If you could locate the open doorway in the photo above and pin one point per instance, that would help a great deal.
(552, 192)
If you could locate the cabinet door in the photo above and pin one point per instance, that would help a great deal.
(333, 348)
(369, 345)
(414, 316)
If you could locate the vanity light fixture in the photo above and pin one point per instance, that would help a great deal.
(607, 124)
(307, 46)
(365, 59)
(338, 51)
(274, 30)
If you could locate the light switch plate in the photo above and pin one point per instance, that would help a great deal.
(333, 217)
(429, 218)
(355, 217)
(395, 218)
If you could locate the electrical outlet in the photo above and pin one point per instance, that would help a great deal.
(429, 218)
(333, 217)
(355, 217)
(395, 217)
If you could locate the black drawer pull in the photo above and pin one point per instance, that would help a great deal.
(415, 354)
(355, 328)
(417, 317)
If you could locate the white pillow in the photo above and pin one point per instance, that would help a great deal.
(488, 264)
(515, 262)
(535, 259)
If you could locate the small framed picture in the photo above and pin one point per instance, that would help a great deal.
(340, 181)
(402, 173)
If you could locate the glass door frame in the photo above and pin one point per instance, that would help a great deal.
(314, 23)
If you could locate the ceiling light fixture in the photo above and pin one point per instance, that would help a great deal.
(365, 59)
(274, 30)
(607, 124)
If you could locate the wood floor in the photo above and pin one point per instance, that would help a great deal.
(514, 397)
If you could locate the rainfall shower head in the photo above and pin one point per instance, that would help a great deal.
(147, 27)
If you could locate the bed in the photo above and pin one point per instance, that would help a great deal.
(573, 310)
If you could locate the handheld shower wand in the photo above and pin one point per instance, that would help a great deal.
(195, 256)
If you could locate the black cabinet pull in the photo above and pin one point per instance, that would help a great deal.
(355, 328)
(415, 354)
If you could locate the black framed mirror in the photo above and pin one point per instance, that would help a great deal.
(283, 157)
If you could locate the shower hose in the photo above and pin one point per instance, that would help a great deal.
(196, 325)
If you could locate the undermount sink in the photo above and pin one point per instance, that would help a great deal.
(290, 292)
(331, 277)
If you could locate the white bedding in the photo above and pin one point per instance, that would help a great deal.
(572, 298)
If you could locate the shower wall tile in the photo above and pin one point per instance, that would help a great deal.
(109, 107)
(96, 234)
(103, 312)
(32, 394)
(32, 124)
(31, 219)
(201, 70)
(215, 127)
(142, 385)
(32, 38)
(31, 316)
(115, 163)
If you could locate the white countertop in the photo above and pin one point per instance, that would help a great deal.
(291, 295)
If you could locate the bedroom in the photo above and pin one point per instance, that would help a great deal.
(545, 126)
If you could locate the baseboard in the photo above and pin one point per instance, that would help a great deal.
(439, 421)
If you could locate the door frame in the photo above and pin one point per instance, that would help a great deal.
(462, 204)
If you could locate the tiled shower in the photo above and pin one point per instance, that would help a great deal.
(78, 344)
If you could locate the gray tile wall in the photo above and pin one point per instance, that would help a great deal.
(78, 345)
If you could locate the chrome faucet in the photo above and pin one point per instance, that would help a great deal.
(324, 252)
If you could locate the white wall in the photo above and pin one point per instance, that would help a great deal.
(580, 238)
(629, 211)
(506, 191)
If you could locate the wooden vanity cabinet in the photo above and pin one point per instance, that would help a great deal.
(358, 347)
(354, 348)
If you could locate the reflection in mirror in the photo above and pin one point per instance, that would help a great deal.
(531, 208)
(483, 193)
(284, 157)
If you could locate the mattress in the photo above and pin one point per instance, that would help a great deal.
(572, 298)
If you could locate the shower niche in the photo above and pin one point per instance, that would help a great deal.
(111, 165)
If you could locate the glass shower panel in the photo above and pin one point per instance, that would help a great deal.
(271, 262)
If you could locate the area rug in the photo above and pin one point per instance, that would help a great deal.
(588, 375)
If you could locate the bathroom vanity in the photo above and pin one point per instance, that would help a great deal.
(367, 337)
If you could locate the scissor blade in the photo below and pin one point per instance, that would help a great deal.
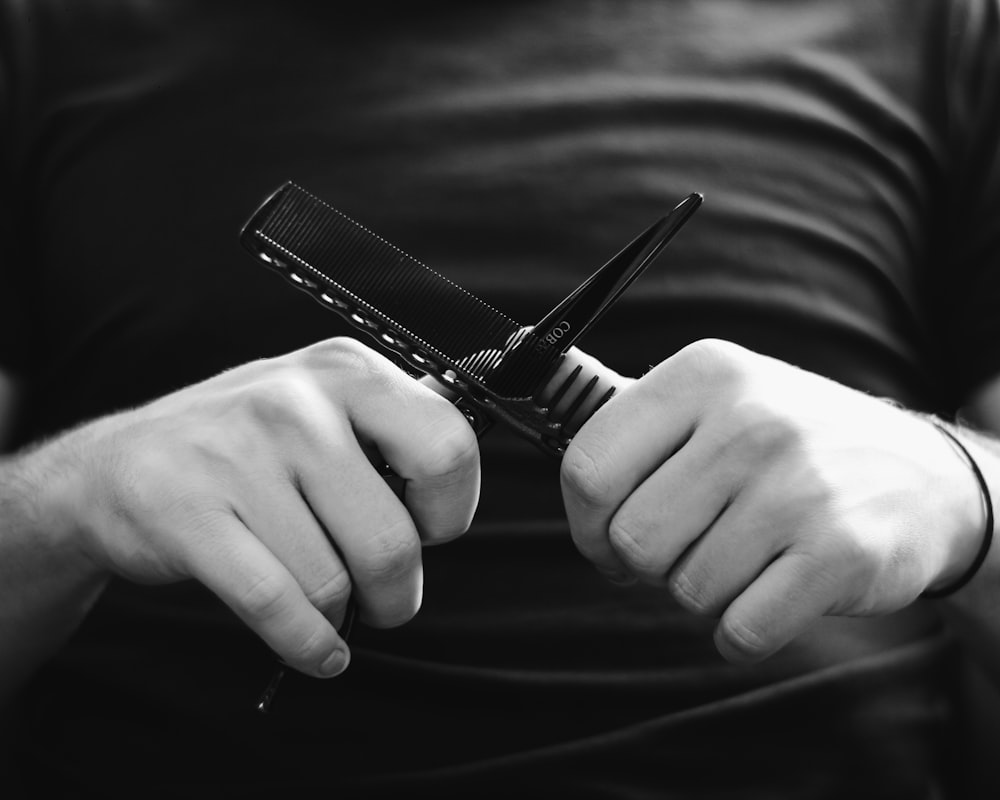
(575, 315)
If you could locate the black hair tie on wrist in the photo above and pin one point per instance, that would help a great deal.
(984, 548)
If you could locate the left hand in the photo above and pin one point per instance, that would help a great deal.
(767, 496)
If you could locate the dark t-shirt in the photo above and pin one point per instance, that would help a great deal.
(848, 154)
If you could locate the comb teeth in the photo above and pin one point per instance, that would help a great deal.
(383, 290)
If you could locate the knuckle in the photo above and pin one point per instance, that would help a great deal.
(759, 431)
(391, 555)
(739, 641)
(632, 546)
(308, 653)
(452, 452)
(693, 595)
(331, 595)
(264, 598)
(583, 479)
(715, 357)
(285, 399)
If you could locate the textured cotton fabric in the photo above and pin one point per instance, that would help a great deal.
(848, 155)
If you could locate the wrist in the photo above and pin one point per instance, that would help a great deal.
(46, 500)
(972, 517)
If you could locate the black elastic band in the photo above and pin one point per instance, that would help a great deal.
(984, 548)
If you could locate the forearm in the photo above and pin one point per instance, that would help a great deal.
(47, 584)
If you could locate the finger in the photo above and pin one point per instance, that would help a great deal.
(789, 596)
(738, 546)
(428, 442)
(614, 452)
(366, 521)
(673, 508)
(234, 564)
(287, 525)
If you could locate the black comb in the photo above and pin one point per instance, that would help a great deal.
(497, 366)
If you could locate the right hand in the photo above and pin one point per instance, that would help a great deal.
(263, 483)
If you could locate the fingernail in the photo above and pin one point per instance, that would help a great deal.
(335, 663)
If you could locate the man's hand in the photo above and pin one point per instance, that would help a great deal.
(767, 496)
(264, 484)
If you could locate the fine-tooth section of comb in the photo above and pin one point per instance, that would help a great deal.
(436, 325)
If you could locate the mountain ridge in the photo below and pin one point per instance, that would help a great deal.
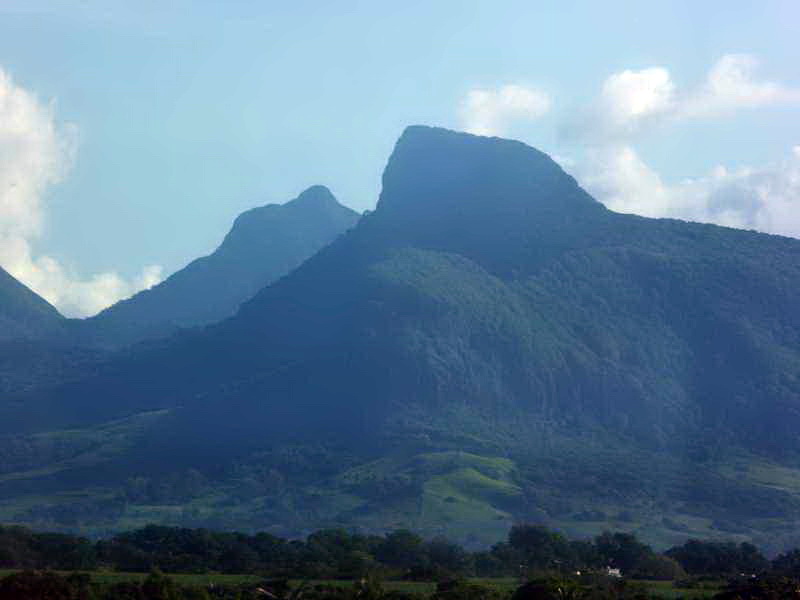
(615, 363)
(263, 244)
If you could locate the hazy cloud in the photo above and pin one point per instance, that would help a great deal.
(635, 100)
(36, 153)
(490, 111)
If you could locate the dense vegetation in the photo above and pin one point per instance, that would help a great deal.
(490, 345)
(553, 566)
(401, 554)
(264, 244)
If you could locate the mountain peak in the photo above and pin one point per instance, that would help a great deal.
(435, 169)
(316, 195)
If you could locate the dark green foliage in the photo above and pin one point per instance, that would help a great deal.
(462, 590)
(25, 314)
(787, 563)
(488, 306)
(762, 588)
(720, 558)
(23, 549)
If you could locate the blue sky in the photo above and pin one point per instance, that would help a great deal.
(163, 123)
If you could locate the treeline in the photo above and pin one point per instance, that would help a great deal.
(338, 554)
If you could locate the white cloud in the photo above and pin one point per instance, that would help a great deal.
(35, 154)
(490, 111)
(634, 100)
(766, 199)
(731, 85)
(630, 97)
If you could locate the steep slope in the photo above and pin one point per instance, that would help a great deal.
(263, 245)
(23, 313)
(489, 344)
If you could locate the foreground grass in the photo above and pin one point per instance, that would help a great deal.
(505, 585)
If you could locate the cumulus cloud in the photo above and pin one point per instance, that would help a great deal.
(766, 199)
(35, 153)
(635, 100)
(732, 84)
(490, 111)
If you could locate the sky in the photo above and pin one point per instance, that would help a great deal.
(133, 133)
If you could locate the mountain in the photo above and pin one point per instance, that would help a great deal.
(23, 313)
(490, 344)
(264, 244)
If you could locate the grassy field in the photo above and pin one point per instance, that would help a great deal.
(660, 589)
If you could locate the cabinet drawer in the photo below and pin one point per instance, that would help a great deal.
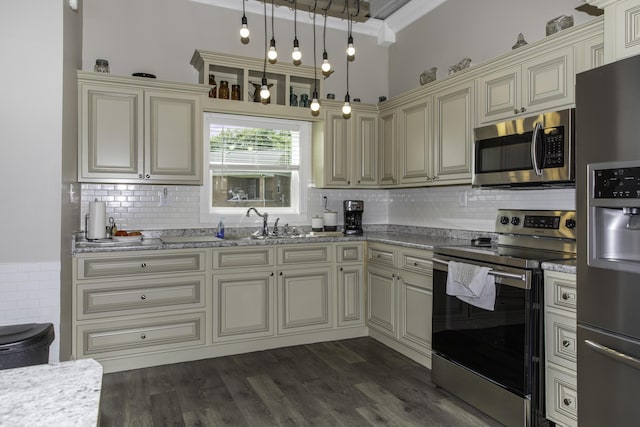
(561, 340)
(349, 252)
(140, 296)
(381, 255)
(562, 398)
(416, 260)
(133, 336)
(243, 257)
(560, 290)
(294, 254)
(139, 263)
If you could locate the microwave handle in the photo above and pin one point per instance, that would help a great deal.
(535, 140)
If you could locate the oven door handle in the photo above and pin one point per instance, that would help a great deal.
(522, 277)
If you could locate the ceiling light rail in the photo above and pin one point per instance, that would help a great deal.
(336, 9)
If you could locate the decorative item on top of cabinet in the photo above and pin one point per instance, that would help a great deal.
(139, 131)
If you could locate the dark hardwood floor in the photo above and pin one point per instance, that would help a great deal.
(356, 382)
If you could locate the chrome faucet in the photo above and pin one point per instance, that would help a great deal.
(265, 218)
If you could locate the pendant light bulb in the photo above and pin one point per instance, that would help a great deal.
(326, 66)
(296, 55)
(244, 30)
(351, 50)
(346, 108)
(273, 53)
(264, 90)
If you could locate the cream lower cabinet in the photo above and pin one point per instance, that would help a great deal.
(134, 130)
(399, 298)
(138, 304)
(543, 83)
(561, 348)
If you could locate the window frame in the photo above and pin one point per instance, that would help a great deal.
(297, 213)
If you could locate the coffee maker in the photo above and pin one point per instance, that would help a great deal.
(353, 217)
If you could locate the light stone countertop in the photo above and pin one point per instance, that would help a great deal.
(63, 394)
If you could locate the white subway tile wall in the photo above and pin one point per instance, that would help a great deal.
(459, 207)
(30, 293)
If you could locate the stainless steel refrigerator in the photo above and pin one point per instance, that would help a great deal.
(608, 213)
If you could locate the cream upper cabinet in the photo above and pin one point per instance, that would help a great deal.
(346, 152)
(387, 148)
(621, 28)
(134, 131)
(453, 133)
(543, 83)
(415, 136)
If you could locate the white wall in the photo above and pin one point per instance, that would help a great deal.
(160, 36)
(480, 30)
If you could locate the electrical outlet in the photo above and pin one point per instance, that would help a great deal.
(164, 197)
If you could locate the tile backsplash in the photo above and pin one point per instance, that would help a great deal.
(136, 206)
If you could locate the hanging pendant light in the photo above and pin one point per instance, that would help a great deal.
(296, 55)
(244, 28)
(273, 53)
(264, 88)
(315, 104)
(326, 66)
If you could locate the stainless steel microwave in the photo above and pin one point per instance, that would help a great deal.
(526, 152)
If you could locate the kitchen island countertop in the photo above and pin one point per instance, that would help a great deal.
(63, 394)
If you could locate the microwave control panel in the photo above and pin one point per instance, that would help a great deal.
(553, 143)
(617, 183)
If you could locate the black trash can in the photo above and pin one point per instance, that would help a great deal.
(25, 345)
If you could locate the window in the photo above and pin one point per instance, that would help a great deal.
(257, 162)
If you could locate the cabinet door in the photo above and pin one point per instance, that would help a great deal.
(499, 94)
(365, 156)
(548, 82)
(174, 138)
(336, 148)
(415, 140)
(350, 295)
(304, 300)
(388, 171)
(381, 301)
(243, 305)
(454, 134)
(111, 134)
(416, 300)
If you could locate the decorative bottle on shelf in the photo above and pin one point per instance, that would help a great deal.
(213, 92)
(223, 91)
(235, 92)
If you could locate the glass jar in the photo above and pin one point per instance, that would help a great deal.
(102, 66)
(223, 91)
(213, 92)
(235, 92)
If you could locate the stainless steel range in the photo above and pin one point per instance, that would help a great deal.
(489, 349)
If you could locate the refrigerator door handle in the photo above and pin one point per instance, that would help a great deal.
(614, 354)
(534, 148)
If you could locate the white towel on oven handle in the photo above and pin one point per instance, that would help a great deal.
(471, 284)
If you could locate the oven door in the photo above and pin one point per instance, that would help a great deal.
(499, 345)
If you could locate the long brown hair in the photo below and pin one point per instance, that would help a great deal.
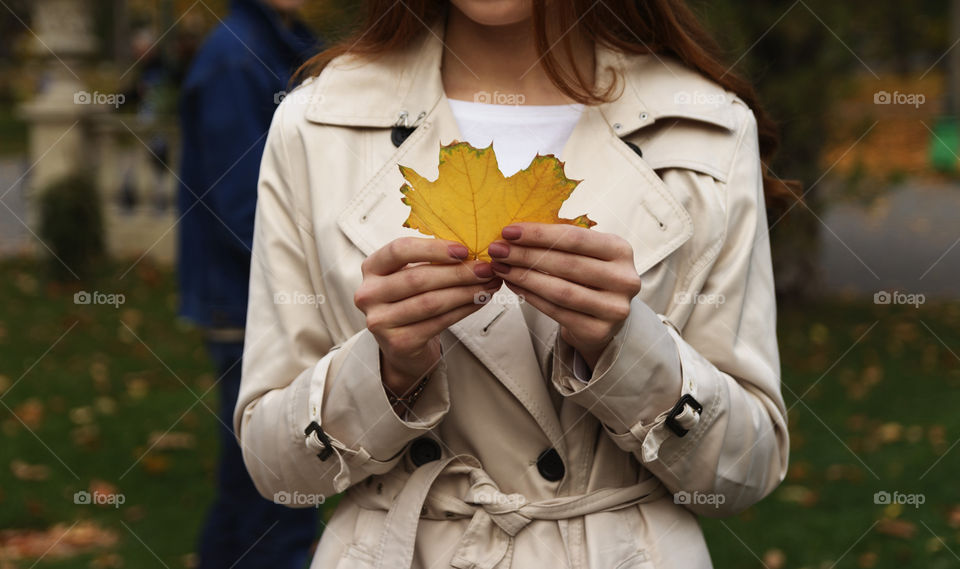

(Task to carry out): Each line from the one that holds "If you could locate the white towel" through the end of the material should be repeated exactly, and nothing more. Leave out any picture.

(Result below):
If you could locate the white towel on oven handle in the photo above and pin one point per instance, that would help a great deal.
(471, 284)
If you could locate the oven door in the photo above and pin one point per instance, that would help a great deal.
(499, 345)
If you could locate the long brown hair in the photo below and pin one point per instance, that would help a great deal.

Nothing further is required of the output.